# Problem details
The records are to be restated in their entirety, word for word.
------ Supplied entries
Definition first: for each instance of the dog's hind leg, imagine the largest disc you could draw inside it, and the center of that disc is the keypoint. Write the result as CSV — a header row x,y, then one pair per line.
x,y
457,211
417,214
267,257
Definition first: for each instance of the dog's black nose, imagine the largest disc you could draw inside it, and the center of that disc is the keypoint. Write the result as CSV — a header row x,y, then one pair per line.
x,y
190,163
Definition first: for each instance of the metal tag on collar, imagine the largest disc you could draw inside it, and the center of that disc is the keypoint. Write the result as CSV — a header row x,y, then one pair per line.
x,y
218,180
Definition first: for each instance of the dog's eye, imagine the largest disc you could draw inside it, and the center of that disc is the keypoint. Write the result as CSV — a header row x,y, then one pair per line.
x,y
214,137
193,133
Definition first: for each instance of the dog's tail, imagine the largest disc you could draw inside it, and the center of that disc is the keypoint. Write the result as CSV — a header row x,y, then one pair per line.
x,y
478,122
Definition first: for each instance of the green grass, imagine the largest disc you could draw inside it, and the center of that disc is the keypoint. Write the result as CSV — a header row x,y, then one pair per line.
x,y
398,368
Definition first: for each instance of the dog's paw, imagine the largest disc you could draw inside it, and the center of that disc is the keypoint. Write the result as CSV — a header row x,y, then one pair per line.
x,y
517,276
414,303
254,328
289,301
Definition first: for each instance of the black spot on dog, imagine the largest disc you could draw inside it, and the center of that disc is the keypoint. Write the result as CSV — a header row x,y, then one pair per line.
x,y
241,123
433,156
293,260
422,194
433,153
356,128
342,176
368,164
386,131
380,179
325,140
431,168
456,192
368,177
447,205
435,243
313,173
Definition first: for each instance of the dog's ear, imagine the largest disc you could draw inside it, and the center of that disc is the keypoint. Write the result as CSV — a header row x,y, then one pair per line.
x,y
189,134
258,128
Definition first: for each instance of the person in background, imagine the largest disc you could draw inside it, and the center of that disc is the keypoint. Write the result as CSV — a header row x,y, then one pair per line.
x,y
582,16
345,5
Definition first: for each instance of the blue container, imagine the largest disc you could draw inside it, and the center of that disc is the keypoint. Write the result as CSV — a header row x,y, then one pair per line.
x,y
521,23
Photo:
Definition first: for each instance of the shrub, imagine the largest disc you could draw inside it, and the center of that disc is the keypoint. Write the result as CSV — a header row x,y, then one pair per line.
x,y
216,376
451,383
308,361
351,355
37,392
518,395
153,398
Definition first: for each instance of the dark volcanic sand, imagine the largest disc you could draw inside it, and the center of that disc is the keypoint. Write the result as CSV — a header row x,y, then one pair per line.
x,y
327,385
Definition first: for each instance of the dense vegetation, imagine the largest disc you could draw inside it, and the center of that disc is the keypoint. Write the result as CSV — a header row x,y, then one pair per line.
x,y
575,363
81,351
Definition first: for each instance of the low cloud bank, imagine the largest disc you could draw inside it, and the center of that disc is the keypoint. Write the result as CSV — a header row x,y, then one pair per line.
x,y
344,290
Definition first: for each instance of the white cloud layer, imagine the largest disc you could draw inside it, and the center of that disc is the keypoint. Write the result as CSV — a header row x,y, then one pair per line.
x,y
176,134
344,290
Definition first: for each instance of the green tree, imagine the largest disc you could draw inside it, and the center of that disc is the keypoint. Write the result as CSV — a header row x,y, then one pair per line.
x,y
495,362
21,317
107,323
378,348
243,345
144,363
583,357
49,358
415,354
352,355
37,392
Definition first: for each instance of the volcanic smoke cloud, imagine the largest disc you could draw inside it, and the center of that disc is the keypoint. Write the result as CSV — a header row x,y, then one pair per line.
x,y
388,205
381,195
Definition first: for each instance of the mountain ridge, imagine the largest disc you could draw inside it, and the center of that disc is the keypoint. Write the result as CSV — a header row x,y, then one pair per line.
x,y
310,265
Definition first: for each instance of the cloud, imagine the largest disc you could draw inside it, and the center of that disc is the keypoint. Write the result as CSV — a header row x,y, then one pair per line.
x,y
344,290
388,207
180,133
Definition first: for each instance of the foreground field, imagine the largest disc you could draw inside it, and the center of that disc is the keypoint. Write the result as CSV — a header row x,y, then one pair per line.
------------
# Answer section
Definition first: for each instance of the dog's hind leg, imagine the largest disc you could draw inside it, and the center of that disc is the keypoint. Write the result as CSV — a header row x,y, then one pair per line.
x,y
457,211
417,214
267,257
Definition first: for each instance of the dog's black nose, imagine the largest disc you could draw inside it, and the center of that disc is the keypoint. Write the result as CSV — a header row x,y, then one pair per line.
x,y
190,163
Definition first: for each instance of the metal tag on collar, imagine the largest disc you could draw inside it, and the center of that disc is the keypoint. Write the result as CSV — a header row x,y, then one pair per line.
x,y
218,180
Definition first: for each instance of the dog's eye, imagine the largest disc you could draw inside it, and the center of that disc is the keypoint. Write the result as CSV — a header row x,y, then one pair per line.
x,y
214,137
193,133
Definition first: for each instance of the dog's tail, imagine the largest disc you could draw inside it, and the center of that disc is the keypoint. Write the result as CSV — a header row x,y, then one pair per line.
x,y
478,122
Definition first: for each instance of the green grass, imagine the largest disc you could draw inside it, and the center of that disc is the keypoint. Write the result as CSV — a header row x,y, then one pair per line.
x,y
398,368
Definition first: for each instance of the dog's paw, imagine the largest disc you could draw inside it, and the center of that disc is the keypoint. Write the result as CSV — a header row x,y, then one pair per line.
x,y
517,276
414,303
254,328
289,301
Definition first: for each instance of the black spot on dog, imagine the largest disc you could draw inside it, and the center of that disc is the keypoint. Write the result as CSV — a header row x,y, then one pair per line.
x,y
241,123
433,156
293,260
422,194
433,153
356,128
342,176
368,164
386,131
380,179
325,140
431,168
456,192
368,177
447,205
435,243
313,173
Definition first: for each instance of the dog's ear, imagine the largest disc you could draw inside it, and the center of that disc is the keypoint. Write the result as CSV — a header row x,y, then one pair per line.
x,y
189,134
258,128
Definition first: for each instance of the person in background, imagine the largest disc you could draw inside it, and the center of that disc is the keypoint. Write the result as CSV — a header row x,y, then one pair per line.
x,y
582,16
345,5
Definition first: for each instance of the blue container, imagine the largest disc you could draw inside it, and the center of that disc is the keypoint. Write the result as CSV — a header row x,y, then one pair per line.
x,y
521,23
Photo:
Definition first: for each instance of the shrub, imagine the largest disc you could draw inside it, and the center of that disc is the keypoint. Write the result as CSV — a header row x,y, then one pair per line.
x,y
216,376
451,383
308,361
351,355
37,392
518,395
153,398
Definition first: for each instance of the dark volcanic sand, imagine the largest disc you could draw inside it, and the center of that disc is the keypoint. Write the result as CSV — a header row x,y, then one pair per line.
x,y
327,385
Definition first: for each instance of the dense vegetation, imagine the largest disc you could draw inside it, and the center of that disc is the keypoint. Write the result as CSV — a header row x,y, then one pair per line.
x,y
575,363
81,351
Definition first: for each instance of the low cloud bank, imagine the largest disc you could draw inside it, and the center of that disc is the keypoint. Write the result as CSV — a header row x,y, then one pair per line.
x,y
344,290
Definition first: for each instance of the white cloud layer, imagine the largest disc you could draw inside it, and the center of that disc is the keypoint. Write the result as CSV — a header row x,y, then one pair per line.
x,y
176,134
344,290
Definition first: for each instance of the green tree, imagine the largest disc you could draw inside it, and the center of that disc is the keypoint. Write the result as CSV — a header row x,y, then one pair per line.
x,y
495,362
21,317
107,323
378,348
243,345
144,363
583,357
49,358
415,354
352,355
37,392
Definition first: for each instance of the volcanic smoke cloud, imagine the largest disc you could draw inside it, and the center of that disc is the keypoint. Write the result as CSV — a header row x,y, then one pair per line.
x,y
388,205
381,195
Definition first: for each instance of the mountain ridge, imagine the largest disc you could draw inside it, and the center of that disc is the keypoint. Write the result as CSV — a header row x,y, then one pair per line.
x,y
310,265
Definition first: for each instance of the cloud, imagine the largest disc you could draw inside it, and the center of that disc is the keypoint. Write the result as CSV — a header row x,y, then one pair per line.
x,y
344,290
388,207
180,133
Definition first: for each instance of the foreground field, imagine the largest disc you could draw inside it, and the center of that disc is the keypoint. Write the result as CSV — a header row x,y, then one pair per line.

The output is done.